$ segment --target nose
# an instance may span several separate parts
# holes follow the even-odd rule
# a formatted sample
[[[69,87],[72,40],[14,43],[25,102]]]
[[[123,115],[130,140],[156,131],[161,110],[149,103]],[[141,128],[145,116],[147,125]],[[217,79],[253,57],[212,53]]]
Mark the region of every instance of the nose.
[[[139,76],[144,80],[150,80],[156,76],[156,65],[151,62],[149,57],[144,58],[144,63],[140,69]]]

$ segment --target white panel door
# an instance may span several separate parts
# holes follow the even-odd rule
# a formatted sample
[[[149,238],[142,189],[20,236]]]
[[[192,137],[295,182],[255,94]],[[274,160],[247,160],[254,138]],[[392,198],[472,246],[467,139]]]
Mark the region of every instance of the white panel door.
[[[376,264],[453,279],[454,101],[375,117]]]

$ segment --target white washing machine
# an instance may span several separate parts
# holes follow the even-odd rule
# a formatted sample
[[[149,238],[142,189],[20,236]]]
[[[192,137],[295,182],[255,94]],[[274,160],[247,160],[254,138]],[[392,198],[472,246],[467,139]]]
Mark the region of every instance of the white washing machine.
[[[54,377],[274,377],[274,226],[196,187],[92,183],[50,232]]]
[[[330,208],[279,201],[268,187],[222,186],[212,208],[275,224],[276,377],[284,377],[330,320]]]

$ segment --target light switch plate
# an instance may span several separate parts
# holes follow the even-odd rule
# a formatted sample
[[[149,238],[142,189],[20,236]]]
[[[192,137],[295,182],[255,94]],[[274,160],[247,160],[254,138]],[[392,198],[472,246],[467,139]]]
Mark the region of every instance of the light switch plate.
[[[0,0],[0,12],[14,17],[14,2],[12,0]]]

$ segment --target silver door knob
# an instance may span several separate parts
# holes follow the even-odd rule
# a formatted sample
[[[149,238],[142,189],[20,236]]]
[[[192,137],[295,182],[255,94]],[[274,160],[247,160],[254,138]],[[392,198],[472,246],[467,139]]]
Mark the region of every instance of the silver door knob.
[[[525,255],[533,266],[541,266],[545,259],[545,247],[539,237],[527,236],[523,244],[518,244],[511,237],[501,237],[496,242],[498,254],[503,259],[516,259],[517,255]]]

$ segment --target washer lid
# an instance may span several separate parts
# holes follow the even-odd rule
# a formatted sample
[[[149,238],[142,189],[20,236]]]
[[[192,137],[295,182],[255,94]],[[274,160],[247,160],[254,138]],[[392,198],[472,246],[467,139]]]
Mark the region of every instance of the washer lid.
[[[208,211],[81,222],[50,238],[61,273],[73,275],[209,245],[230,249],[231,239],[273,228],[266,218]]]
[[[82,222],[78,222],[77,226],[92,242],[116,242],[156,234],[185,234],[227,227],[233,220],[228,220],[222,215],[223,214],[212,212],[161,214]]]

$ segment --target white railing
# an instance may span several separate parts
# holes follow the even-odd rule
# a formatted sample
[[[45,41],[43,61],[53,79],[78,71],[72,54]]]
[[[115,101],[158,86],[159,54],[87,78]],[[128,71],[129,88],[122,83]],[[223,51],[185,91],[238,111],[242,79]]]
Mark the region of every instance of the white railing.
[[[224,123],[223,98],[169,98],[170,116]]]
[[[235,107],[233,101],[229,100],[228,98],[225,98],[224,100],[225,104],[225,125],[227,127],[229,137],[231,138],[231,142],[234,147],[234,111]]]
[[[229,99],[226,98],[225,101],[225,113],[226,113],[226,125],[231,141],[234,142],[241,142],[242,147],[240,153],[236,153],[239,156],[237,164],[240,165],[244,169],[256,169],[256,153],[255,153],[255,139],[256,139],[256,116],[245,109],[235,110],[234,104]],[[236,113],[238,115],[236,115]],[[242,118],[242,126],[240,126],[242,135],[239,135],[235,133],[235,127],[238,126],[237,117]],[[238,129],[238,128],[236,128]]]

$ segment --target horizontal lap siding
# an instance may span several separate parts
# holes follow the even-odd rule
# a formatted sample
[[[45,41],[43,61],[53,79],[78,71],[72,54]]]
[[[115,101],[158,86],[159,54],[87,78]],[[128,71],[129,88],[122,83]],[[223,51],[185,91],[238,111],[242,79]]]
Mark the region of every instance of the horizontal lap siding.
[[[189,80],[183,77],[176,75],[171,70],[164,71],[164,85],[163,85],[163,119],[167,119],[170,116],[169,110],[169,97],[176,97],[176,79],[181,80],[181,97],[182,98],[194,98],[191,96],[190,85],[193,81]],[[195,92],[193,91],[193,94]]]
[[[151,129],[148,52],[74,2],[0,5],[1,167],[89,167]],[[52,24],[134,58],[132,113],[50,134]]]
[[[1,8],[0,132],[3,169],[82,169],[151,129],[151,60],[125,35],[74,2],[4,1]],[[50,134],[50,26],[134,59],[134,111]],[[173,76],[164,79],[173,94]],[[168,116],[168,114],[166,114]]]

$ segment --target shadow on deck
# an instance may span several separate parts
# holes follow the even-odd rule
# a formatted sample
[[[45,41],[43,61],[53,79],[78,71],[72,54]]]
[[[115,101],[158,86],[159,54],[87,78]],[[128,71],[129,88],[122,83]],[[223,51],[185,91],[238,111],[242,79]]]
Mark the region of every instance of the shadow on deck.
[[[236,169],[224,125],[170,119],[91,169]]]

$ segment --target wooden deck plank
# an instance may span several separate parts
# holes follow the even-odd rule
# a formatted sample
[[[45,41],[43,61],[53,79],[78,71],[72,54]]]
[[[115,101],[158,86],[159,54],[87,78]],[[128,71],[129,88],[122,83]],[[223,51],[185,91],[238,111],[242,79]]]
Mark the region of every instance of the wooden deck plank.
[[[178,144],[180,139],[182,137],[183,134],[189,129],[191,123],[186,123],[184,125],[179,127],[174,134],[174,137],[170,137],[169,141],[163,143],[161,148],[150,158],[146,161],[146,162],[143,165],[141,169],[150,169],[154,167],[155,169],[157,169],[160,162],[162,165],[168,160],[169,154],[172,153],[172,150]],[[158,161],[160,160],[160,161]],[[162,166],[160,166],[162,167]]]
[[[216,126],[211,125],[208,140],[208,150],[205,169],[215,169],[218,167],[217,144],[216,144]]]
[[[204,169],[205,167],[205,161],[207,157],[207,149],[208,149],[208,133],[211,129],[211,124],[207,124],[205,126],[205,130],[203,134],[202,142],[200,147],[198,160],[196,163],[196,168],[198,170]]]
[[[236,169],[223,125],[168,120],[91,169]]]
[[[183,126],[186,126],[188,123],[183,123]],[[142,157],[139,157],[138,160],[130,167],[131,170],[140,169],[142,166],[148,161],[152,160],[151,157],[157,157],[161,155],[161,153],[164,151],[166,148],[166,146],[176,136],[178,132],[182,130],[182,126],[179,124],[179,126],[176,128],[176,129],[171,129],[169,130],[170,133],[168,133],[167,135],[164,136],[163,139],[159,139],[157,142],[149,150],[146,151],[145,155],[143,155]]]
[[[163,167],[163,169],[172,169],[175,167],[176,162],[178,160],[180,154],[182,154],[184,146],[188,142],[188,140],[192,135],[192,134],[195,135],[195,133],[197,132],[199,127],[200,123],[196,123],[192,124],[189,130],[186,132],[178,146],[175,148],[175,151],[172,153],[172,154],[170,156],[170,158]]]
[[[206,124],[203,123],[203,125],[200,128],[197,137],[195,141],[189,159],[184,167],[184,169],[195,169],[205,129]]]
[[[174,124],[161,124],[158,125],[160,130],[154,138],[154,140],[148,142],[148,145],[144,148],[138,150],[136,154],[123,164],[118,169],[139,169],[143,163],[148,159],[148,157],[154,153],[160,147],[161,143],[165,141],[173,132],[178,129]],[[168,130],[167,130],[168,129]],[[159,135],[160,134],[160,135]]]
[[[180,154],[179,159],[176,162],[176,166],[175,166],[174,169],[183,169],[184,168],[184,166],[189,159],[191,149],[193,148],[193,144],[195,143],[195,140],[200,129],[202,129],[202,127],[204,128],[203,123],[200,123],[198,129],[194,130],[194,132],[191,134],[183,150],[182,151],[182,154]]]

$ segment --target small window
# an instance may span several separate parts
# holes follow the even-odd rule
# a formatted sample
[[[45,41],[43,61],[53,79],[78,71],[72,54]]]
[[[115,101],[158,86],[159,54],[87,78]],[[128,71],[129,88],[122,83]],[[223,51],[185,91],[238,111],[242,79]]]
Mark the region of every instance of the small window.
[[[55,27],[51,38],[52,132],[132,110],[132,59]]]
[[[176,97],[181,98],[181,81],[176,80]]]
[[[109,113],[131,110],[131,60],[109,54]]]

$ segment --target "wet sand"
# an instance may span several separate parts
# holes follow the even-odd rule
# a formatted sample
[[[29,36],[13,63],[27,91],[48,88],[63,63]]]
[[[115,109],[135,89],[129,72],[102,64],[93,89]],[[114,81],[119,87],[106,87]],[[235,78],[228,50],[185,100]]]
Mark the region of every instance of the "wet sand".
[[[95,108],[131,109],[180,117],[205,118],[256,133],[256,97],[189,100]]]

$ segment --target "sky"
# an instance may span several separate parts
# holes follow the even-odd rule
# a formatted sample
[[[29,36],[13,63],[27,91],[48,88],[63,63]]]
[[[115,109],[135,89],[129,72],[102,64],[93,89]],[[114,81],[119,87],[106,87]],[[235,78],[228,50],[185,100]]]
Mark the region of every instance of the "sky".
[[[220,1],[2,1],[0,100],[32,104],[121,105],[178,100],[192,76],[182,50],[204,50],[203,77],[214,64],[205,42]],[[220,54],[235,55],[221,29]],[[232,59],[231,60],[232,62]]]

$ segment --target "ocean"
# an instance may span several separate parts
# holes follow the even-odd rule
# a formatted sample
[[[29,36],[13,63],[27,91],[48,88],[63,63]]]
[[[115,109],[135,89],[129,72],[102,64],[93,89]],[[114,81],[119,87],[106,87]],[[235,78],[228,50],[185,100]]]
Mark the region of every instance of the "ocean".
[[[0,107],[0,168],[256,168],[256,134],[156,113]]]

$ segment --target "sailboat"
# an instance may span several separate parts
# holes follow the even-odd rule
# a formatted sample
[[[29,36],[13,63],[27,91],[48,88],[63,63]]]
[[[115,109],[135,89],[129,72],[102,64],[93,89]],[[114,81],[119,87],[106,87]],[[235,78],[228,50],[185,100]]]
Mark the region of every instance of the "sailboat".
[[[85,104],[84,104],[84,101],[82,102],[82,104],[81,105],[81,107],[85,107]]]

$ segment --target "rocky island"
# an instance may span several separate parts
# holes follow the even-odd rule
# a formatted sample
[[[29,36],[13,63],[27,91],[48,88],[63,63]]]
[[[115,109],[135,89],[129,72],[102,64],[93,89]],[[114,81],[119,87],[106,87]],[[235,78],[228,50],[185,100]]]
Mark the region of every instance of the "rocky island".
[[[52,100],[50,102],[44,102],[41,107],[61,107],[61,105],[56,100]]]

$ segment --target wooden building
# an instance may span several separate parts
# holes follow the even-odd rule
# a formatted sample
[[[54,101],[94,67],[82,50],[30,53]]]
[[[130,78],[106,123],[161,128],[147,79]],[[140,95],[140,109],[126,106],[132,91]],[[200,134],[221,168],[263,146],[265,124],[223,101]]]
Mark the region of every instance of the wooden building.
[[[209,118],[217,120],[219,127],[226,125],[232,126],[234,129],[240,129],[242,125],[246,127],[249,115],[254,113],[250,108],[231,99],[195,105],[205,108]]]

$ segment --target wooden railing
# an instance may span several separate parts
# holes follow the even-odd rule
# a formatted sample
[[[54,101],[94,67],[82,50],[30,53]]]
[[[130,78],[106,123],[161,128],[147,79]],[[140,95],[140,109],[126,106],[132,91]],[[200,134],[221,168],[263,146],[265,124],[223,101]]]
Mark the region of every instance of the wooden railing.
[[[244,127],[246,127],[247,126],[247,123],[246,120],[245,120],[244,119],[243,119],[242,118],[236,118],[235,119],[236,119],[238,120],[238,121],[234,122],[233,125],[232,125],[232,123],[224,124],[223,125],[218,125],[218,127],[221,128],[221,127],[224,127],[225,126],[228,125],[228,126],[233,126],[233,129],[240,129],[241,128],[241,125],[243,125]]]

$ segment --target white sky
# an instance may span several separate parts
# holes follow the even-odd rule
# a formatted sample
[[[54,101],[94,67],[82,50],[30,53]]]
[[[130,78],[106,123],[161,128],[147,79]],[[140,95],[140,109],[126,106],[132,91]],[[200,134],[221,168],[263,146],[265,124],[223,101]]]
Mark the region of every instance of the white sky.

□ □ □ □

▸ **What you need to do**: Exactly repeat the lines from the line that contains "--target wooden railing" to the end of the entries, both included, and leave out all other lines.

▸ **Correct result**:
$ segment --target wooden railing
# an instance may span several separate parts
# holes follow the even-odd rule
# a formatted sample
[[[54,101],[94,67],[82,50],[30,53]]]
[[[130,78],[106,123],[161,128],[147,79]],[[140,95],[140,109],[126,106],[132,91]],[[200,134],[221,168],[263,146],[265,124],[223,101]]]
Mark the region of every instance of the wooden railing.
[[[244,127],[246,127],[247,126],[247,123],[246,120],[245,120],[244,119],[243,119],[242,118],[236,118],[235,119],[236,119],[238,120],[238,121],[234,122],[233,125],[232,125],[232,123],[224,124],[223,125],[218,125],[218,127],[221,128],[221,127],[224,127],[225,126],[228,125],[228,126],[233,126],[233,129],[240,129],[241,128],[241,125],[243,125]]]

$ segment --target white sky
# an instance may span several separate parts
# holes follow the even-odd rule
# a formatted sample
[[[54,101],[94,67],[82,50],[30,53]]]
[[[130,78],[106,123],[161,128],[147,79]],[[140,95],[140,109],[126,106],[132,91]],[[200,134],[221,168],[263,146],[265,124],[223,101]]]
Mark the region of every instance of the white sky.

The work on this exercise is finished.